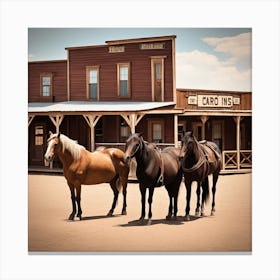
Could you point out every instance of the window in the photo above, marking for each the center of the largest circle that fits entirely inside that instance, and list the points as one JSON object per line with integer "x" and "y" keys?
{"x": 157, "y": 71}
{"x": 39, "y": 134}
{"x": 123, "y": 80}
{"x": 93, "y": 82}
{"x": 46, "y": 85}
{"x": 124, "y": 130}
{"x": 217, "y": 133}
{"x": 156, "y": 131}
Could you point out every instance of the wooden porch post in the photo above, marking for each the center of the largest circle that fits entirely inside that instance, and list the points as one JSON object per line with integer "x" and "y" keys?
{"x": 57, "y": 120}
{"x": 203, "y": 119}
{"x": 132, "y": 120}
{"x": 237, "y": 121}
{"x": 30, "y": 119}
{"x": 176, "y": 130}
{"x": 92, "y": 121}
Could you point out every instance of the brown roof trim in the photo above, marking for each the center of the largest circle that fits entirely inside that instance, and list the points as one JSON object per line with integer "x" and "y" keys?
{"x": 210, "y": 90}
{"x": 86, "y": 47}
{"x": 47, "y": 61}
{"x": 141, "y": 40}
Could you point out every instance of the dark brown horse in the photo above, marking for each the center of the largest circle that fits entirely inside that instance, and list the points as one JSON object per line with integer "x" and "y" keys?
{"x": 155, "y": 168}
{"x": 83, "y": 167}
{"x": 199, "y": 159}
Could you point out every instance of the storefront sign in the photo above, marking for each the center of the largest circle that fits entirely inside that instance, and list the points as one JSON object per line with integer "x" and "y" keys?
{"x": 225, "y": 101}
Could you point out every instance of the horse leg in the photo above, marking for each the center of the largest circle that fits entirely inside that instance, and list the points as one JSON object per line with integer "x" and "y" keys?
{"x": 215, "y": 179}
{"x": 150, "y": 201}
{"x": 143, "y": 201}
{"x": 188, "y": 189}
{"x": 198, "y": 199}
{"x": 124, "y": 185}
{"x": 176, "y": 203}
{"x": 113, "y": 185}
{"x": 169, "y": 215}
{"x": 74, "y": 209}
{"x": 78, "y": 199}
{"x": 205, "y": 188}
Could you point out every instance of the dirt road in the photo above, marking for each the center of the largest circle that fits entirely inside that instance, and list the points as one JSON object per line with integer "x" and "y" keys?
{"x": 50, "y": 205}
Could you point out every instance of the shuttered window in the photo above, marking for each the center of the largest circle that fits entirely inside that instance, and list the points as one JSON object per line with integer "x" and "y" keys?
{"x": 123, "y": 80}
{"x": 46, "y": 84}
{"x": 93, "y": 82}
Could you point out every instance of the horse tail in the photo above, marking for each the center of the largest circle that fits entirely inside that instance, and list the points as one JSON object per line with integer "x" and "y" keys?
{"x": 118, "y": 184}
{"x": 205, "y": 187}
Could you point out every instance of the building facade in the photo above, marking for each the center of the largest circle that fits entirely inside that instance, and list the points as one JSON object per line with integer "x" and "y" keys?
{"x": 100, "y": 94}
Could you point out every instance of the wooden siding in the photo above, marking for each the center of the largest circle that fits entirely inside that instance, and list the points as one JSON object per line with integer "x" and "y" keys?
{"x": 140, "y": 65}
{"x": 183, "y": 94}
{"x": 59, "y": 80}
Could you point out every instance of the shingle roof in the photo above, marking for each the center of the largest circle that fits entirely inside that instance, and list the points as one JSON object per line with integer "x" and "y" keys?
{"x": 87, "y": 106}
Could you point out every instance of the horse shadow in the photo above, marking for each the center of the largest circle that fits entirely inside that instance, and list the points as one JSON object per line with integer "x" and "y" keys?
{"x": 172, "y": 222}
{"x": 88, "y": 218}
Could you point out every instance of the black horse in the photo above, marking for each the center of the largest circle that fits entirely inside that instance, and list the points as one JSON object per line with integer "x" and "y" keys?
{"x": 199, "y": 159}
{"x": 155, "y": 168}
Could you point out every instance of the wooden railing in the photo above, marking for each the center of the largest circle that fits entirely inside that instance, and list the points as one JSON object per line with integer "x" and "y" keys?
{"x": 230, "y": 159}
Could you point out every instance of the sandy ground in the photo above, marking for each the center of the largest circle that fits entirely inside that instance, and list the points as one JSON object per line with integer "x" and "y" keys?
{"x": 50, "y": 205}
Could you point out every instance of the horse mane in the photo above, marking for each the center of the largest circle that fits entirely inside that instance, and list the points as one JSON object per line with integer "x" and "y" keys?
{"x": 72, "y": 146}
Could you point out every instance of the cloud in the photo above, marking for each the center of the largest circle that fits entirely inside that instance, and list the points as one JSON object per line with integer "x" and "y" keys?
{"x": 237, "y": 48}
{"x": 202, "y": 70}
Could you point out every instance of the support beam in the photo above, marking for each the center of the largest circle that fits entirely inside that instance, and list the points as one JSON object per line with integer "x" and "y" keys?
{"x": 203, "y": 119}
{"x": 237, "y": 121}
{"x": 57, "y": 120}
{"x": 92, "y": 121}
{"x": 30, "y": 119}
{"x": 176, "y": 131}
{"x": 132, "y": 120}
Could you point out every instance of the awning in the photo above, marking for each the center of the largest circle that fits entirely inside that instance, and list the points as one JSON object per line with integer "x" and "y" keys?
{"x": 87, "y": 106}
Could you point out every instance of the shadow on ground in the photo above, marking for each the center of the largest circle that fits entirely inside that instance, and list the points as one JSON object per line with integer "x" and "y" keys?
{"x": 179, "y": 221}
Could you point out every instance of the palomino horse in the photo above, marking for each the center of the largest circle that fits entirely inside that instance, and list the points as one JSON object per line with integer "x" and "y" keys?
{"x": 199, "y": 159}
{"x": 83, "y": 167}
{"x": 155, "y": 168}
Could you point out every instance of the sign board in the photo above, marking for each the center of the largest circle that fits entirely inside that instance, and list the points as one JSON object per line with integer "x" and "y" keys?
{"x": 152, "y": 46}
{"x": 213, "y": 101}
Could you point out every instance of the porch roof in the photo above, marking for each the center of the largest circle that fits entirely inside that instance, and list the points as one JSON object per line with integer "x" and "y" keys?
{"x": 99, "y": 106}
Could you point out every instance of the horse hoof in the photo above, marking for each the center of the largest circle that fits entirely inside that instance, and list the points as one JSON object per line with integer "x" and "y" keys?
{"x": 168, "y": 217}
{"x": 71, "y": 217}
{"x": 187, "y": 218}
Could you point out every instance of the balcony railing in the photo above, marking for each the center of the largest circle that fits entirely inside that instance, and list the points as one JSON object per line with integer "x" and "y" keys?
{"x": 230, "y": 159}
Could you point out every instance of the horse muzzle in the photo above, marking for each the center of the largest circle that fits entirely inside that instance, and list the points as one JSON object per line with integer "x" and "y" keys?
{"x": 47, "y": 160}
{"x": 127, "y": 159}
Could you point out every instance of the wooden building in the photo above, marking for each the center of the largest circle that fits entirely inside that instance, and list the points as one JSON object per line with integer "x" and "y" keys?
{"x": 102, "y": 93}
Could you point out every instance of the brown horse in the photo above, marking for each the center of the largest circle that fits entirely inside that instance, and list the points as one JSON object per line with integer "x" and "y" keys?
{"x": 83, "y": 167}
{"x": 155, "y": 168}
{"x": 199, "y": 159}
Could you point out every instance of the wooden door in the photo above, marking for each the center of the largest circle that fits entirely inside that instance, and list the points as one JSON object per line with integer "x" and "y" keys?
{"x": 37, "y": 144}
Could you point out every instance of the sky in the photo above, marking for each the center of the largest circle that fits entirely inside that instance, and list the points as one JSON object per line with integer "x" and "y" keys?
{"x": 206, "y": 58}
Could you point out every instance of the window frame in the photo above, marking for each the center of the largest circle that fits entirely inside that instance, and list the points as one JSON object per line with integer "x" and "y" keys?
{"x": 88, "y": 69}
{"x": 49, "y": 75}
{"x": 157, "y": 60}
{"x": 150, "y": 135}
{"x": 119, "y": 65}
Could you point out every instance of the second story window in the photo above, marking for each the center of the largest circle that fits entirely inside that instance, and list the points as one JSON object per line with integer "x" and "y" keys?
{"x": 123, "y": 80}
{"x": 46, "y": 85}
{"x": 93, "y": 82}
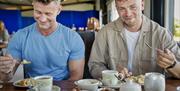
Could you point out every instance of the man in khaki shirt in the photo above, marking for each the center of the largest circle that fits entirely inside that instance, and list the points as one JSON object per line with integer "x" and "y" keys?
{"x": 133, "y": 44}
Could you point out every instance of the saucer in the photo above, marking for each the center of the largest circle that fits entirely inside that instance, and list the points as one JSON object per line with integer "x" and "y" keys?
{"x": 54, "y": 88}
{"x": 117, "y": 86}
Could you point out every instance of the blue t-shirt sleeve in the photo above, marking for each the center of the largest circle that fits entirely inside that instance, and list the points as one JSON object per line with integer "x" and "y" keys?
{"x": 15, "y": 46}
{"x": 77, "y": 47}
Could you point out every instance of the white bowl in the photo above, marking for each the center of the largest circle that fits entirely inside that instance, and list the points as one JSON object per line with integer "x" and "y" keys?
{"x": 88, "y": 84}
*-*-*
TASK DIRECTIONS:
Your task is to retype, exactly and only, the lines from the one with "Could you point out every instance of the man" through the final line above.

SOLUTION FOR THIS PROBLEM:
Could you point out every instance of the man in khaki shirt in the photo above, marking for each the center of the largest circle that fits entirely inside that instance, and list the points as one JSON object per line with integer "x" and "y" keys?
{"x": 133, "y": 44}
Could you point out every instance of the saucer in the photo above, marking for each the center of the largest circle that fits entirely inside that instance, and list the points as one JSON object per line with integer "x" and "y" keys?
{"x": 54, "y": 88}
{"x": 117, "y": 86}
Could you point out every instance of the blue t-shirt sleeve in the photo above, marking for each the center of the largest circle that fits entirely inside that instance, and list the points as one JSON object per line with integer "x" and "y" keys?
{"x": 15, "y": 46}
{"x": 77, "y": 47}
Could you point out every instance of the white bowl in the photo above, marking for each the center of the largest circle that fits entirely inside that instance, and list the points as one JSON object per line with integer "x" and "y" keys?
{"x": 88, "y": 84}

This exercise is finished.